** Try it **
Show every line of the data that includes the word "region".
- - - - -
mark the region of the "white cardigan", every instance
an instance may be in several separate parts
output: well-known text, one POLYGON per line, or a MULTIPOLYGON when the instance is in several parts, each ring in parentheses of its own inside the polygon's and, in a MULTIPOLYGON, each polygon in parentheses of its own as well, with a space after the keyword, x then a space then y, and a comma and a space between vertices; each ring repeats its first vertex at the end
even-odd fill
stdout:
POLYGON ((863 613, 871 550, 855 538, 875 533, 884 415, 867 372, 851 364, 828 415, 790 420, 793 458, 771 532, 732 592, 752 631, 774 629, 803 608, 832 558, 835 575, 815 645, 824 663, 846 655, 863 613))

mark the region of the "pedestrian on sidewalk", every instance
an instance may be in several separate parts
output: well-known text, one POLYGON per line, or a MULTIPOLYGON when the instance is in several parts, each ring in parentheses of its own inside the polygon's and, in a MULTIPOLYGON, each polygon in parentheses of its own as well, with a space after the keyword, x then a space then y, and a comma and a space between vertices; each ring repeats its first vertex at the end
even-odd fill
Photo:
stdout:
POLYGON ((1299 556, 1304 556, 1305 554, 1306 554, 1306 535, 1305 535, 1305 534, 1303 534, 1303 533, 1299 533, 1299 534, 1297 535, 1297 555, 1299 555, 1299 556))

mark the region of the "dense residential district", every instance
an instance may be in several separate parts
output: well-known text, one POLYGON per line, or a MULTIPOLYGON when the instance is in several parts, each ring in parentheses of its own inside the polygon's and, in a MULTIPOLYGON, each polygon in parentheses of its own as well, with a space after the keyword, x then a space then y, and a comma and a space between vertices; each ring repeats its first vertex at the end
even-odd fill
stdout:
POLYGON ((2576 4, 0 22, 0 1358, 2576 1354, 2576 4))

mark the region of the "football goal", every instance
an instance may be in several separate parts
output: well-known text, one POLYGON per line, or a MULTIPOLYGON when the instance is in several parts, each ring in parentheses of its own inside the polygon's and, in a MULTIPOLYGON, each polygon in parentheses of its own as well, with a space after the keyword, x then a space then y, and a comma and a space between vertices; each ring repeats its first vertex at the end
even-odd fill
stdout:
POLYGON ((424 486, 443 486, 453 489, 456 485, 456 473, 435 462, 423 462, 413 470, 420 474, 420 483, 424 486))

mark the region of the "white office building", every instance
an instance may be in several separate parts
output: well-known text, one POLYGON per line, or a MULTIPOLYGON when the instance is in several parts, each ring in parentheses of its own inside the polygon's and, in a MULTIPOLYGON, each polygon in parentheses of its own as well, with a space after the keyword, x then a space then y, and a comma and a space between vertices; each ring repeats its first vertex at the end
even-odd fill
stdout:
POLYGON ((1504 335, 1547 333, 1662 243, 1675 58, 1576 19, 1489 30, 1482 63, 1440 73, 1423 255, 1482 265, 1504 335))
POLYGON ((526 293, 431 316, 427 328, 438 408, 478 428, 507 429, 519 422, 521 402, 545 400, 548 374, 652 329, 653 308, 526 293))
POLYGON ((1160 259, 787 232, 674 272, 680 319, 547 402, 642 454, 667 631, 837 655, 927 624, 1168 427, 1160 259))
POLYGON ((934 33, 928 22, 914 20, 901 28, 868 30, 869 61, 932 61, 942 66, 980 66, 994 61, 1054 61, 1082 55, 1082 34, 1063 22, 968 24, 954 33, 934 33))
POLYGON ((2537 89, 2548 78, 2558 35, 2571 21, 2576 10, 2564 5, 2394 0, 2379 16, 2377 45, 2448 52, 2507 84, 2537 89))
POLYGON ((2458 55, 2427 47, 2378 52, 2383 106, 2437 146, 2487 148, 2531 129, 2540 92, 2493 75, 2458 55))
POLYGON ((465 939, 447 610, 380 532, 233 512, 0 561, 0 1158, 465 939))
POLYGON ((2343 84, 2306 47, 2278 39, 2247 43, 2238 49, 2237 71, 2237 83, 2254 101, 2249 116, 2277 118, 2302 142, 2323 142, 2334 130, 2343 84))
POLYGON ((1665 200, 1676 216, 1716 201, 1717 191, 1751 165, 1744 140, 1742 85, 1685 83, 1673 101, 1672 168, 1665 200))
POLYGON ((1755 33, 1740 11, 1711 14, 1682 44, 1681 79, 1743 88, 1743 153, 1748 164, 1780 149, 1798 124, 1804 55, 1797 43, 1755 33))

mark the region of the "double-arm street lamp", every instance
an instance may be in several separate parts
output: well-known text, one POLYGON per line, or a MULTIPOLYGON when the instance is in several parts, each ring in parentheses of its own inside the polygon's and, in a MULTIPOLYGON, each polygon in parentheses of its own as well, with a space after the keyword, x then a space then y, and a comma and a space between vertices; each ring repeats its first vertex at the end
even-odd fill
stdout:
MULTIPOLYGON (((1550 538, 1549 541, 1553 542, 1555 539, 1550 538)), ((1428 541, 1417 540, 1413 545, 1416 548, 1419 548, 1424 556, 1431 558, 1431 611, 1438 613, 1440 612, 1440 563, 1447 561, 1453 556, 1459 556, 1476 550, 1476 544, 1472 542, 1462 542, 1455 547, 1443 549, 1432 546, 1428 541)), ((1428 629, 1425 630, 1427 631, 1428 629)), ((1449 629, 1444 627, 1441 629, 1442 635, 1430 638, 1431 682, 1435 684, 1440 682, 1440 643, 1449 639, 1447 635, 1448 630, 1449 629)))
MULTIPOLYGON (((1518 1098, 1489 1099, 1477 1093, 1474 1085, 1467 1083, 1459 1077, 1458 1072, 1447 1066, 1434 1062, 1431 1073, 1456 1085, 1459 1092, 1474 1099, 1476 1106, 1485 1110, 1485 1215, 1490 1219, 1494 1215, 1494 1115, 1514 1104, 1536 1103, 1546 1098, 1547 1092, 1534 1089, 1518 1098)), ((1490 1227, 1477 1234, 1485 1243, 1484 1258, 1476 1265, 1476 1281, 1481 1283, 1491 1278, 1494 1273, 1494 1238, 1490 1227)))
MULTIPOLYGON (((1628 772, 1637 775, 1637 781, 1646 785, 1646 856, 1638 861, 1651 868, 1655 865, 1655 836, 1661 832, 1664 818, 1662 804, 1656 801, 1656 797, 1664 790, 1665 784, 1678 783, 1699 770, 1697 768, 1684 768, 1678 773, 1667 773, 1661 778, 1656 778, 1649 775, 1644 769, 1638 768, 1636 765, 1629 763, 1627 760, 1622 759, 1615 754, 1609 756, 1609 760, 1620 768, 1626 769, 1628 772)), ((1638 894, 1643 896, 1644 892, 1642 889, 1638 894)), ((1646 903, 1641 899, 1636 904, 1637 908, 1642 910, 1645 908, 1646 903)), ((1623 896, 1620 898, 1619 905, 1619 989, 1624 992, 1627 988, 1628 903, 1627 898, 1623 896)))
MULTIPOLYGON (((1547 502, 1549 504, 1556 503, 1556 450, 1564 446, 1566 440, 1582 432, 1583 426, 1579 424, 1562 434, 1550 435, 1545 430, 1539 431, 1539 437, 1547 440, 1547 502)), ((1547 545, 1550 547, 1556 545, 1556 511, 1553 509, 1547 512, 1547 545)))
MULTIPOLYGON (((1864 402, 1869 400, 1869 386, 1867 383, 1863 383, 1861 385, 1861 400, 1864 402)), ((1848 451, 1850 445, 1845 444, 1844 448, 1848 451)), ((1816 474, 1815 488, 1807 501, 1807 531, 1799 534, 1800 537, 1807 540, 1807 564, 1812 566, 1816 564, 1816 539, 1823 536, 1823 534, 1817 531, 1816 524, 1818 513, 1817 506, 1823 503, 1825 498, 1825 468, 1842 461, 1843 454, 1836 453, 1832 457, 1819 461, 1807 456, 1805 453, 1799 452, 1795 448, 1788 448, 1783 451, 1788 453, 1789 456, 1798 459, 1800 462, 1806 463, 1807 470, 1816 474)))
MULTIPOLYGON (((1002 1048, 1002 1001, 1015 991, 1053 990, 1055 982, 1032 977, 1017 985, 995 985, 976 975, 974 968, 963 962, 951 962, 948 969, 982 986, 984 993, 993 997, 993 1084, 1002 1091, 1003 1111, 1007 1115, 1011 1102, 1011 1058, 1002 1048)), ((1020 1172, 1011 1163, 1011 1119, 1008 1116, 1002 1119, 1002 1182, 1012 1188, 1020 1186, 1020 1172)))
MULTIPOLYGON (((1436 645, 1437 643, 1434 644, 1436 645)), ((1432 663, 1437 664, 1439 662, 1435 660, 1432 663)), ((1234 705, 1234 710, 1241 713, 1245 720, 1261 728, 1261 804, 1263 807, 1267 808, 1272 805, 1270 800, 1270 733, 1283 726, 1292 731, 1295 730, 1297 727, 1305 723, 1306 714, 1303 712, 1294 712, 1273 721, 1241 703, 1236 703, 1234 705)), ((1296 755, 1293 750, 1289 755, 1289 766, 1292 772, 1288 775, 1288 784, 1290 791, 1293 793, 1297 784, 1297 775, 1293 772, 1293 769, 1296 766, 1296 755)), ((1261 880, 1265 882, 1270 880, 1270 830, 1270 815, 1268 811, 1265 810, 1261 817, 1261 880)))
- - - - -
** Reply to the task **
mark the region of the "white cardigan", every instance
mark the region of the "pedestrian on sidewalk", every instance
mark the region of the "dense residential district", every instance
mark the region of the "football goal", every instance
mark the region of the "white office building", every instance
mark the region of the "double-arm street lamp", every instance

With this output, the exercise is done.